The interior of the sauna was separated from the changing room by a heavy door with a polished cedar handle that smelled of steamed wood when I tugged it open. Inside was an iron stove covered with large rocks, and a steel hot water tank piped directly into the wood burner. The tank needed to be filled by hand, but the stove itself never went completely dry. It was stoked in the afternoon to really get it roaring, but even in the morning the remnants of oak and pine logs still popped and crackled, and the water tank which was hot enough to scald skin the night before always stayed pleasantly warm for morning wash-ups.

Two pine benches faced the stove, one above the other, neatly lined with soap containers, shampoos and scrub brushes, along with a tin water dipper and a cold bucket of water for rinsing that was lugged in from the outside pump house. And while the benches were a fine place to store bath essentials, their true purpose was the very essence of the sauna itself.

The dipper was ceremoniously dunked in the bucket and poured on the rocks, steam roaring forth in vapor clouds that sunk deep into the lungs and penetrated the skin pores. One only needed pick a bench and wait for the sauna to perform its ancient magic.

Sitting on the lower bench, the steam and heat were not so overwhelming. It was pleasant for some – sissy’s, I think my grandfather called them, but with jets of steam rising and rocks hissing it was hard to hear. Grandpa spoke in a thick Finnish accent, and he may very well have been saying Sisu, which is a Finnish word with a highly ambiguous and personal translation, meaning different things to everyone, but basically standing for the fact that everyone stakes out their own sauna bench in life, and if the lower bench is where one chooses to make a stand, then so be it. I was still very young, and I didn’t yet understand that the sauna was more than a bath of steam. It was also a place of deep philosophy.

________________

* Work to complete: In the sauna passage, write out the part from "Sitting on the" up to and including "of deep philosophy.", substituting "great-uncle" for "grandfather".

________________

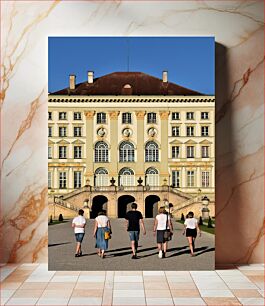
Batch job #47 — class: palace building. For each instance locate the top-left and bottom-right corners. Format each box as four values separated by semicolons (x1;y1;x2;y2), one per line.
48;71;215;218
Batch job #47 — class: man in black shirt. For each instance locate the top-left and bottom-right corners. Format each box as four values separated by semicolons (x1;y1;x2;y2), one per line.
125;203;146;259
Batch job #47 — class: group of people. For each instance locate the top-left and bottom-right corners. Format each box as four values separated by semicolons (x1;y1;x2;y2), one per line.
72;203;201;259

________________

* The result:
Sitting on the lower bench, the steam and heat were not so overwhelming. It was pleasant for some – sissy’s, I think my great-uncle called them, but with jets of steam rising and rocks hissing it was hard to hear. Grandpa spoke in a thick Finnish accent, and he may very well have been saying Sisu, which is a Finnish word with a highly ambiguous and personal translation, meaning different things to everyone, but basically standing for the fact that everyone stakes out their own sauna bench in life, and if the lower bench is where one chooses to make a stand, then so be it. I was still very young, and I didn’t yet understand that the sauna was more than a bath of steam. It was also a place of deep philosophy.